Return every line of the material below that contains the string "water".

** START THE INPUT **

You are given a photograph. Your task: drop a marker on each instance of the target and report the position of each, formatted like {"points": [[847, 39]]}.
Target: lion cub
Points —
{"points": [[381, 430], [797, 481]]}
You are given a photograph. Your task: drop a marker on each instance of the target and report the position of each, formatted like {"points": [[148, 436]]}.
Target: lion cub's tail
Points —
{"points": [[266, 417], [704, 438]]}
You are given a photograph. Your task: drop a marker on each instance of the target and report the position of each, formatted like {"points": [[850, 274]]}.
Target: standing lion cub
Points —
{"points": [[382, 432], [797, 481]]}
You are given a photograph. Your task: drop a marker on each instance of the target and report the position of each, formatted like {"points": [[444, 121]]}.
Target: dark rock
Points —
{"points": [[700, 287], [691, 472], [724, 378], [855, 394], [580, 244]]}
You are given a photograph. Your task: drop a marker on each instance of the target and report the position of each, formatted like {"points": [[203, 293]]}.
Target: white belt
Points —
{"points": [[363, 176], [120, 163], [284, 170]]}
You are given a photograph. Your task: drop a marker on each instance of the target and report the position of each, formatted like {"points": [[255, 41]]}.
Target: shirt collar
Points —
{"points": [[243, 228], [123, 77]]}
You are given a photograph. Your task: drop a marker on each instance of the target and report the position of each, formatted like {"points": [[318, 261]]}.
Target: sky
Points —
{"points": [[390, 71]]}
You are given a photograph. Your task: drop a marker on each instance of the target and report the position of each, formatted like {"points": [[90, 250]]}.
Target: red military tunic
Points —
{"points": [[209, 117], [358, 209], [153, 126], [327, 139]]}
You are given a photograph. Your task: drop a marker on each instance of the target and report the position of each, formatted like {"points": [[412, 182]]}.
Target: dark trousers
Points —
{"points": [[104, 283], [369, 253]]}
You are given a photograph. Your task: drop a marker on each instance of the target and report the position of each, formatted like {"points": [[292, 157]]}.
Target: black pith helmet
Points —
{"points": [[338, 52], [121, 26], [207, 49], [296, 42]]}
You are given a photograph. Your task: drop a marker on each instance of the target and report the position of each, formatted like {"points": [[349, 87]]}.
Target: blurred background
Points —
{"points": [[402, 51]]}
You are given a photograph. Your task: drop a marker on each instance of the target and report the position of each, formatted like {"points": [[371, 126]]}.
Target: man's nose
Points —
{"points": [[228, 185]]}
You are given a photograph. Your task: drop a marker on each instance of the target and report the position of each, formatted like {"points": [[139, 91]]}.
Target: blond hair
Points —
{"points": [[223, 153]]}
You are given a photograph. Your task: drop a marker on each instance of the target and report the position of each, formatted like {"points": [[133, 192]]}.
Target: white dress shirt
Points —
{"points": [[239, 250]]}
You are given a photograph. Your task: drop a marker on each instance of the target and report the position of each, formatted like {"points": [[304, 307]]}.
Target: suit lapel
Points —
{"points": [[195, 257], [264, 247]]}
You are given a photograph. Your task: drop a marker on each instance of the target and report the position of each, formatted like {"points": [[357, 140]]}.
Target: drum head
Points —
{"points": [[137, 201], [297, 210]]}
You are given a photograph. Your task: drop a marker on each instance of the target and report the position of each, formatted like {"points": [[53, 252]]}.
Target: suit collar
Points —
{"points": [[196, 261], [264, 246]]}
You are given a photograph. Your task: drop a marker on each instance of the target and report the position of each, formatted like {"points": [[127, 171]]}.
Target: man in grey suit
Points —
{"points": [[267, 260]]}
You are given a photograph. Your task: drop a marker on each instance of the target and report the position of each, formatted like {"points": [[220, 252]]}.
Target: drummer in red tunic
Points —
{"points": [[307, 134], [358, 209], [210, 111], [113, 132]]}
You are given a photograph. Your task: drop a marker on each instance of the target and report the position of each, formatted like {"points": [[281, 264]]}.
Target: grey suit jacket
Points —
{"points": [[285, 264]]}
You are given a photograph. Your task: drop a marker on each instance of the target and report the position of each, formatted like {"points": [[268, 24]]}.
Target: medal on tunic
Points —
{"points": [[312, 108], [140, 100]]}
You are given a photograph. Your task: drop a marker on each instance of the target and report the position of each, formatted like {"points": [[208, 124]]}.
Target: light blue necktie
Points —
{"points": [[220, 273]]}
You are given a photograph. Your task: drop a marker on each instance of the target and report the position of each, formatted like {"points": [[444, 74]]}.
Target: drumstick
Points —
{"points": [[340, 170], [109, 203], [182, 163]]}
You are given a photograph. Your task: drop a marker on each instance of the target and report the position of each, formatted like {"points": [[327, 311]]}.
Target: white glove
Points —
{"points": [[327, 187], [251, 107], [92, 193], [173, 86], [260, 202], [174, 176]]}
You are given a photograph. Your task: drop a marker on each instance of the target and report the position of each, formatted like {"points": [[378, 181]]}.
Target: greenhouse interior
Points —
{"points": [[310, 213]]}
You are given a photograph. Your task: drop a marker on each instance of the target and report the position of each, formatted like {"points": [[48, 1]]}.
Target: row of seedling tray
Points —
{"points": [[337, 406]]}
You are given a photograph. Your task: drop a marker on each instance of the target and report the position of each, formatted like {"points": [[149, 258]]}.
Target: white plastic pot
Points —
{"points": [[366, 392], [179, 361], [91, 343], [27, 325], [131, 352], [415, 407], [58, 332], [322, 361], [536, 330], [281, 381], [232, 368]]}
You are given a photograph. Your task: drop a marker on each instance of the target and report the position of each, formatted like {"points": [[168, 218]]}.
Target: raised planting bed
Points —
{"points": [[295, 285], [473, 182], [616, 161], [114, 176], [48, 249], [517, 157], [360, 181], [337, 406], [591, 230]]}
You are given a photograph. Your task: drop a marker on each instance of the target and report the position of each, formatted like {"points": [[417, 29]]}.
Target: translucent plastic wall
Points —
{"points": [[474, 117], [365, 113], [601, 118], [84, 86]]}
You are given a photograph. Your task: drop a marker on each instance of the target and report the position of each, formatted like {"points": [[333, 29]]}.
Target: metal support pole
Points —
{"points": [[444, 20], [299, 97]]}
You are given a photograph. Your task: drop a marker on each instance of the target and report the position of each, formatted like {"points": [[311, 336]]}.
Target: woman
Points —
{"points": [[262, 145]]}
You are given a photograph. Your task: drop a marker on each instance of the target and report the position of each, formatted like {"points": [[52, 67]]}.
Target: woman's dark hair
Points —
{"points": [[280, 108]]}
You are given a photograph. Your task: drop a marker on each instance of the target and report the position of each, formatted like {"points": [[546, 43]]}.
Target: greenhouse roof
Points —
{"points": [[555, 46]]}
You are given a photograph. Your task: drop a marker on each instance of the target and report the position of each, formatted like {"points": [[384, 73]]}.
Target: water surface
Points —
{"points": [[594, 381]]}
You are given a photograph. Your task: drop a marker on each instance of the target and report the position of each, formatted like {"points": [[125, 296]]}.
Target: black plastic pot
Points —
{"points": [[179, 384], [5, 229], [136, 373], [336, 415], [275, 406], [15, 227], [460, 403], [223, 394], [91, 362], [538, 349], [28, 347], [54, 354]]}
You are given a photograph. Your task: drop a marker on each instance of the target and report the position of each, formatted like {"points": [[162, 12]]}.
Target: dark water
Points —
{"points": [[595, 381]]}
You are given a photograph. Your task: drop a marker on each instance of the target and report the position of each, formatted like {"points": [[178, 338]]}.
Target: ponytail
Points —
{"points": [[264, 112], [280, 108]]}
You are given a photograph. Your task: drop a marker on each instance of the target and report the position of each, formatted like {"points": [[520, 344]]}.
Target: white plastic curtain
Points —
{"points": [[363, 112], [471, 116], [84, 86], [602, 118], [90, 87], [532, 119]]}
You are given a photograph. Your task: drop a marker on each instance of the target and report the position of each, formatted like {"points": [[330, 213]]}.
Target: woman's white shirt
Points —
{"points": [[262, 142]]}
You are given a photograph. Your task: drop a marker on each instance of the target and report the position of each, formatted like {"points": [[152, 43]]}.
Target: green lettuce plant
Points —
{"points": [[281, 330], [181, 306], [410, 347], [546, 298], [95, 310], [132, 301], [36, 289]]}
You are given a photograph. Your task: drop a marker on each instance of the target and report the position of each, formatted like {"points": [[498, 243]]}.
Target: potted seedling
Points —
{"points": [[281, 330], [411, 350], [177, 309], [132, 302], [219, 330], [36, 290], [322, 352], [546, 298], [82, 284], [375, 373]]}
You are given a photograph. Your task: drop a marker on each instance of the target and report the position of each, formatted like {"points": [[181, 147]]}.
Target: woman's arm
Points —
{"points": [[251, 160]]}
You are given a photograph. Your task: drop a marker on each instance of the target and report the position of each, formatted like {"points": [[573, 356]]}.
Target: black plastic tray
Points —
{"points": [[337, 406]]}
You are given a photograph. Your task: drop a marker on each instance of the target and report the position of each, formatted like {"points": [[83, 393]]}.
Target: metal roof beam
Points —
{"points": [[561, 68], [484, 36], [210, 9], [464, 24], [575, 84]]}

** END THE INPUT **

WRITTEN RESPONSE =>
Target: water surface
Target: dark water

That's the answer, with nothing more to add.